-- WORK ORDER 1 --
According to the text on Mann's films, how much stolen money does Joe Norson find in the parcel he takes home?
-- WORK ORDER 2 --
Extend the text on Mann's films beyond its final line, "The loneliest, the kindest, and the cruelest of cities."

Like all good soldiers, he outlived his usefulness.
Mann’s first film for MGM the brutal Border Incident bridged his penchant for the police-procedural/noir to his future Westerns in scintillating and spellbinding fashion.
In an effort to stop the tide of illegal immigration over the Mexican-California border two government agents, the Mexican Pablo Rodriguez (Ricardo Montalban) and American Jack Bearnes (George Murphy) go undercover to infiltrate a band of migrant workers and the Combine which exploits and kills the helpless “braceros”. Cut off from all means of communications the agents are outwitted then led to slaughter by the ruthless boss (slimy Howard De Silva) and his bloodthirsty sidekick (Charles McGraw).
It’s dealer’s choice and I’m the dealer.
Side Street is a cautionary noir about a postman and his pregnant wife whose indiscretions in the criminal world cost them dearly. Part-time NYC letter deliverer Joe Norson (Farley Granger) has dreams of taking his young family to see all the great sites of the world, but in the meantime he has to provide for his pregnant wife Ellen (Cathy O’Donnell), so when the opportunity to lift $200 from a wealthy lawyer presents itself Joe makes the grab. When he takes the pilfered parcel home Joe is shocked to find he actually has $30,000 in stolen booty and the mob on his tail.
In Side Street Mann’s predilection for all things vertical comes shining through. Shot mostly on location (by Joseph Ruttenberg) in New York City, the city’s skyscrapers and streets eerily resemble the jagged mountains and deep canyons of the director’s psychologically complex westerns.
The loneliest, the kindest, and the cruelest of cities.

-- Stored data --

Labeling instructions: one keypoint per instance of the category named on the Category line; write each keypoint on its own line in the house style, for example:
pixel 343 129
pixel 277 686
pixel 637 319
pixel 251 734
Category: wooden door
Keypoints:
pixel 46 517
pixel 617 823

-- EXERCISE RESPONSE 1 --
$30,000.

-- EXERCISE RESPONSE 2 --
The Tall Target is yet another police procedural, but this time framed in an intriguing historical context. Set in 1860 John Kennedy (Dick Powell) is a New York City cop frustrated by his inability to convince his bosses of an impending conspiracy to assassinate the newly elected President Abraham Lincoln. Kennedy boards a Baltimore-bound train to head off the President but he quickly finds the conspirators are on to him. After he loses his gun and seat on the train, Kennedy finds he must use all of his wits to trip up the elaborate plot and ensure the President’s survival.
Like the undercover agents in T-Men and Border Incident, Kennedy is a flawed but selfless cop willing to give up his identity and brazenly sacrifice his well-being in the line of duty.
The major themes in Mann’s westerns (opportunism, greed, revenge, justice) were appropriated from his fatalistic noirs to play on the grand stage of the frontier. These extraordinary films pay lip service to the pioneer spirit but, unlike the morally upright westerns of Ford and Hawks, Mann’s brawny approach to the genre is clouded with Cold War era suspicion and paranoia.
A socially conscious western, Devil’s Doorway takes the point of view of a successful Shoshone Indian rancher hard-pressed by locals to give up his land to poor sheep herders who want to move into the territory. A decorated veteran of the Civil War Lance Poole (Robert Taylor) returns to his hometown to find his old Caucasian friends have fallen under the evil influence of Verne Coolan (Louis Calhern), a transplanted lawyer seeking to gain political influence and power in the region.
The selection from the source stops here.